Problem>
Please update the items starting with the line containing "Accessibility service: describe where the shoreline" and going on through the line containing "[0,369,189,600]" so that "concrete bridge" reads "stone bridge", with nothing else changed, and give back only those lines.

start

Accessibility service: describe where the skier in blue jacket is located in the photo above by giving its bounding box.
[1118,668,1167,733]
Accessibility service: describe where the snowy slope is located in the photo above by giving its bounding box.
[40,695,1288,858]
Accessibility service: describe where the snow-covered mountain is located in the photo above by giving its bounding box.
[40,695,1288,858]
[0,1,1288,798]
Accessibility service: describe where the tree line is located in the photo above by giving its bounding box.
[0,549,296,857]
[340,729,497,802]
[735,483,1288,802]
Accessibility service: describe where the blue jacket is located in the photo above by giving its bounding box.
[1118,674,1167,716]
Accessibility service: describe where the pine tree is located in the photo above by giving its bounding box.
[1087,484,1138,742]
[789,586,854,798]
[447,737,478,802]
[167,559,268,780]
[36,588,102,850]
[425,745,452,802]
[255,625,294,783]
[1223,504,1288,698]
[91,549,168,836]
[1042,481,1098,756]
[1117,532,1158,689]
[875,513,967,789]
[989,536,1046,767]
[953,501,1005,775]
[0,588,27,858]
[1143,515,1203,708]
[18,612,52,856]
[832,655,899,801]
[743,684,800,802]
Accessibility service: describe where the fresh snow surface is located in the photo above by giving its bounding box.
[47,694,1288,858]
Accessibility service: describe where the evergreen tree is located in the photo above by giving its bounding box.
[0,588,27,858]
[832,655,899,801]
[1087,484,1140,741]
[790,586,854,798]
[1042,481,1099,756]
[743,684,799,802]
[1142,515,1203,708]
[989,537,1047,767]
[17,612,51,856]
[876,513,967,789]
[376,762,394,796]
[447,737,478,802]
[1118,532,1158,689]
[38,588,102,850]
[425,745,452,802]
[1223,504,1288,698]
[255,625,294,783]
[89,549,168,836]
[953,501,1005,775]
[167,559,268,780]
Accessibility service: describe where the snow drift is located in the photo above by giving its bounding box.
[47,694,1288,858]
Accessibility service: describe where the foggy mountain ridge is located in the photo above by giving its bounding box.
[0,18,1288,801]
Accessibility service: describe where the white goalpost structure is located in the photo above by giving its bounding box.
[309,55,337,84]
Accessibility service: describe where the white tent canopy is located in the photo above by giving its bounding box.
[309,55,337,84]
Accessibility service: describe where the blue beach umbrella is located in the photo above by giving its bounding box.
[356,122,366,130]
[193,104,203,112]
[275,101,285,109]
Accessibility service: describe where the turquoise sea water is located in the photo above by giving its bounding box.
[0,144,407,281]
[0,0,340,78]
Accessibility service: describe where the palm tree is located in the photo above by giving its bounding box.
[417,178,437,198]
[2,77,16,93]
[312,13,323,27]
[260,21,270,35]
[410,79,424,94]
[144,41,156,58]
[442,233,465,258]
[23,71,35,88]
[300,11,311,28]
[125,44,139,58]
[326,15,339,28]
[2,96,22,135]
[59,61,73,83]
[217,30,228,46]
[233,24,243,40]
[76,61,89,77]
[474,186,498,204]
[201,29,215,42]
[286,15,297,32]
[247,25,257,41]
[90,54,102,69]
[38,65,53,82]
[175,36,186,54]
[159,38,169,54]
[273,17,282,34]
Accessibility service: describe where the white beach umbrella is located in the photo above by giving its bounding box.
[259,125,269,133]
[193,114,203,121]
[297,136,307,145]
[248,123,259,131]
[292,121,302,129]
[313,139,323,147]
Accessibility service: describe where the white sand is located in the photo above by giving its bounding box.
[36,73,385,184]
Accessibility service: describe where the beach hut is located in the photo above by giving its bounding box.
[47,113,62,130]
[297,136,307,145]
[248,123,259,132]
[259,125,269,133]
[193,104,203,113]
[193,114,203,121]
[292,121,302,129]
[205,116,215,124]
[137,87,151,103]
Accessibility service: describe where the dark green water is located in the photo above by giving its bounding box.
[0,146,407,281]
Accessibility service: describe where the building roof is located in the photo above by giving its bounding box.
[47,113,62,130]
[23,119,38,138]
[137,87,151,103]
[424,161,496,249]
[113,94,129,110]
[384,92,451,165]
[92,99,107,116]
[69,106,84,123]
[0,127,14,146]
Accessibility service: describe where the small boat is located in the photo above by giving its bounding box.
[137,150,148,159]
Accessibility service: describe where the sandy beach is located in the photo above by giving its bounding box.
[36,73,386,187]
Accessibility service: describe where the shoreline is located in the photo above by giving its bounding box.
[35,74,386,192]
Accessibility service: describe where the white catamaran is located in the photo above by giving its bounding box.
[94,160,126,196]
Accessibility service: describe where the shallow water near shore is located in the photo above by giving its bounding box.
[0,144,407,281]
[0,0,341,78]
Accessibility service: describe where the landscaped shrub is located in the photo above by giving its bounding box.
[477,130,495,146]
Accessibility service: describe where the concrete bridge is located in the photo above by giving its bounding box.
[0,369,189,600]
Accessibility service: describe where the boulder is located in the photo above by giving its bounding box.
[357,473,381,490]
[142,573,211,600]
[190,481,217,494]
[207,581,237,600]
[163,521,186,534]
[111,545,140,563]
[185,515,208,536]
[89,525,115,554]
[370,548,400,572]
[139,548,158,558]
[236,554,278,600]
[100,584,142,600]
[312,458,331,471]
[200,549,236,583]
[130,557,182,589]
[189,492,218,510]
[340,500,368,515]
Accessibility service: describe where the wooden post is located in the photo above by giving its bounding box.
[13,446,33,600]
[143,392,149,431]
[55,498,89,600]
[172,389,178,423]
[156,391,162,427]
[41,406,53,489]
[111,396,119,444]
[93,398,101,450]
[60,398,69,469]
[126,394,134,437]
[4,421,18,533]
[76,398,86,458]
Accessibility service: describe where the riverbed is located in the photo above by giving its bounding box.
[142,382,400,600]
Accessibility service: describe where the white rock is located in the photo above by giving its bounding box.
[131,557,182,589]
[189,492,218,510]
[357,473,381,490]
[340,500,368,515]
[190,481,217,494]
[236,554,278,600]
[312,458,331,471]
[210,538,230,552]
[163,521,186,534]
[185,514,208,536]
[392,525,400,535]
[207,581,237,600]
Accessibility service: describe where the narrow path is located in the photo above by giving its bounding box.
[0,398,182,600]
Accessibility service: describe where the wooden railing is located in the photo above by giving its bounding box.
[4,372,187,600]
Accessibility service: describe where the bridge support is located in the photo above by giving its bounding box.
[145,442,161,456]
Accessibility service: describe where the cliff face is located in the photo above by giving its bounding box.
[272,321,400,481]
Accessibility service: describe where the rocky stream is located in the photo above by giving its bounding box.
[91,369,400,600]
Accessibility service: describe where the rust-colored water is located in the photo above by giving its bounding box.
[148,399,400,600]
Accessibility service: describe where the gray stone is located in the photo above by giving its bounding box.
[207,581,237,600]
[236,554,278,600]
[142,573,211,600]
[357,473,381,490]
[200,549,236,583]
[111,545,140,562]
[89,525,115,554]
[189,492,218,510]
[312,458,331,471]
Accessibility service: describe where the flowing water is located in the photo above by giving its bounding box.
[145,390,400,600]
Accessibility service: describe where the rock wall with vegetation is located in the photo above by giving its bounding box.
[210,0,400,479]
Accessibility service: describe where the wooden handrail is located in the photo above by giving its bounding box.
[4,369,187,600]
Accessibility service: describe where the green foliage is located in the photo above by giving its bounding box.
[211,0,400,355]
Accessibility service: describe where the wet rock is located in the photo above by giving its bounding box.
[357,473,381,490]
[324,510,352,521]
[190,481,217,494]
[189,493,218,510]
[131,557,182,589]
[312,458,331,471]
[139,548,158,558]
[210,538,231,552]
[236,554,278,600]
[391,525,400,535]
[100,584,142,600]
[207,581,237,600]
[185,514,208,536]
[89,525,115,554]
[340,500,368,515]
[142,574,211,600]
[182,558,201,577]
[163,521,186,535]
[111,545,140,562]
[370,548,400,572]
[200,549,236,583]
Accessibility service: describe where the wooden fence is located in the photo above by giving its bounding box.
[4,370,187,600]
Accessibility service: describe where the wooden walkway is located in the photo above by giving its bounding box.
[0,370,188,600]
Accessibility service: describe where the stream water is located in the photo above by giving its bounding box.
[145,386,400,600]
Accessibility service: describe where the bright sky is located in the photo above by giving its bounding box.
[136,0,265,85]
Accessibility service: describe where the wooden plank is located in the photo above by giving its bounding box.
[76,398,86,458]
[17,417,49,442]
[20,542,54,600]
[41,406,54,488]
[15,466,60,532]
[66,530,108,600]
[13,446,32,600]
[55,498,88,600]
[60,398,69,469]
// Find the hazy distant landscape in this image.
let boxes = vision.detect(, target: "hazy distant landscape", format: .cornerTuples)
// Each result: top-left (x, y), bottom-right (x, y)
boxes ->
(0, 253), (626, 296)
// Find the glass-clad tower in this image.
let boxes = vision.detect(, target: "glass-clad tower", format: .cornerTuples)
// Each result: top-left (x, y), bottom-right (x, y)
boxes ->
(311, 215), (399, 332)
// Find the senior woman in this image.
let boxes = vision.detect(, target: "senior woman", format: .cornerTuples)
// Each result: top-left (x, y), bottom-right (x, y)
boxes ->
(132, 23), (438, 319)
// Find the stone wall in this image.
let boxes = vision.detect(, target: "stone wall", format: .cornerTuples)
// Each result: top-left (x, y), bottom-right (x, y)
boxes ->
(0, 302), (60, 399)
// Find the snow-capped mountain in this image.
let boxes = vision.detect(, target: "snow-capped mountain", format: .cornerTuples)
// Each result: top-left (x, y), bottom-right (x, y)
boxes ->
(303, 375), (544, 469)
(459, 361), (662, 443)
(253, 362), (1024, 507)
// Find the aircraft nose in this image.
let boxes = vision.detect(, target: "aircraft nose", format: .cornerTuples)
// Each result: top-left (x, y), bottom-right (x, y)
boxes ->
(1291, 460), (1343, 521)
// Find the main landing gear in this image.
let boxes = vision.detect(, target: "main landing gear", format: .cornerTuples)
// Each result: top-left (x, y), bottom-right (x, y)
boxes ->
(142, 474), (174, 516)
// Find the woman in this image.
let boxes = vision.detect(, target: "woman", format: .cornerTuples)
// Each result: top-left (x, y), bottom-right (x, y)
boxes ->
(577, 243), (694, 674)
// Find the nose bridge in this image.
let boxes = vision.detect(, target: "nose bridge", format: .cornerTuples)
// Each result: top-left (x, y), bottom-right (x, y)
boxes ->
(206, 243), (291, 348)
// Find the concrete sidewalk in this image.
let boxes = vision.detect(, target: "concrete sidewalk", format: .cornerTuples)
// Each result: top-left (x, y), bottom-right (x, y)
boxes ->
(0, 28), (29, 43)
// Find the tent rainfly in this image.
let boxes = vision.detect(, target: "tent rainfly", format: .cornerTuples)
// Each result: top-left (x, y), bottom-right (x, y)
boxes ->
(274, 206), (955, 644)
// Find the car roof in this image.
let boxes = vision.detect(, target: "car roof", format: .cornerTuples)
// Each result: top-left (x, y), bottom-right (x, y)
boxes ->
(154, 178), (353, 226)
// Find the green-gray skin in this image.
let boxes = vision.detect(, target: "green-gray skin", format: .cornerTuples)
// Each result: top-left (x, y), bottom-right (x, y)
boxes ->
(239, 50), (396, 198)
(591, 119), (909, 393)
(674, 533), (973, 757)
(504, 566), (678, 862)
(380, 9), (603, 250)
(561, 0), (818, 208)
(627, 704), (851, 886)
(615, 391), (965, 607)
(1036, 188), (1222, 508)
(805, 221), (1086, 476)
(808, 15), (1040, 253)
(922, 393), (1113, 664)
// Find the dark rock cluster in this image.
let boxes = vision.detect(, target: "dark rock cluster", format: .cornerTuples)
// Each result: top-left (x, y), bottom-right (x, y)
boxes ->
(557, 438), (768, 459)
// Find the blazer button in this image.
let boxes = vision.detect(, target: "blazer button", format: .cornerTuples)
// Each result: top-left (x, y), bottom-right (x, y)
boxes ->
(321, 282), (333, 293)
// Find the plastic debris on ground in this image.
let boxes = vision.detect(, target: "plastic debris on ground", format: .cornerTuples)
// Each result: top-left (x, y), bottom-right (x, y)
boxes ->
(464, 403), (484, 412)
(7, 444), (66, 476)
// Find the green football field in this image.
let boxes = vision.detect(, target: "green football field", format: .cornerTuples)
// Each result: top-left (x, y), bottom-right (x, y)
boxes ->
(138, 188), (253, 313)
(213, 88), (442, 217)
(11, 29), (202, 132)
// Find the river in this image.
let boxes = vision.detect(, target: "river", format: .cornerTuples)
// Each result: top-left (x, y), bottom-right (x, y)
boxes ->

end

Written solution>
Accessibility service: describe where the shoreline is located in the photo above by giving its bounding box.
[35,74,386,192]
Accessibility service: describe where the white catamaran is located in the photo above by giving its bounding box.
[94,160,126,196]
Accessibility service: describe where the shallow water near shore is located in the photo above by giving its bounding box.
[0,144,407,281]
[0,0,341,78]
Accessibility service: describe where the landscaped shrub is located in the photo above by giving its bounding box.
[477,130,495,146]
Accessibility service: describe where the stone bridge is located in the photo above by giving its bounding box.
[0,369,189,600]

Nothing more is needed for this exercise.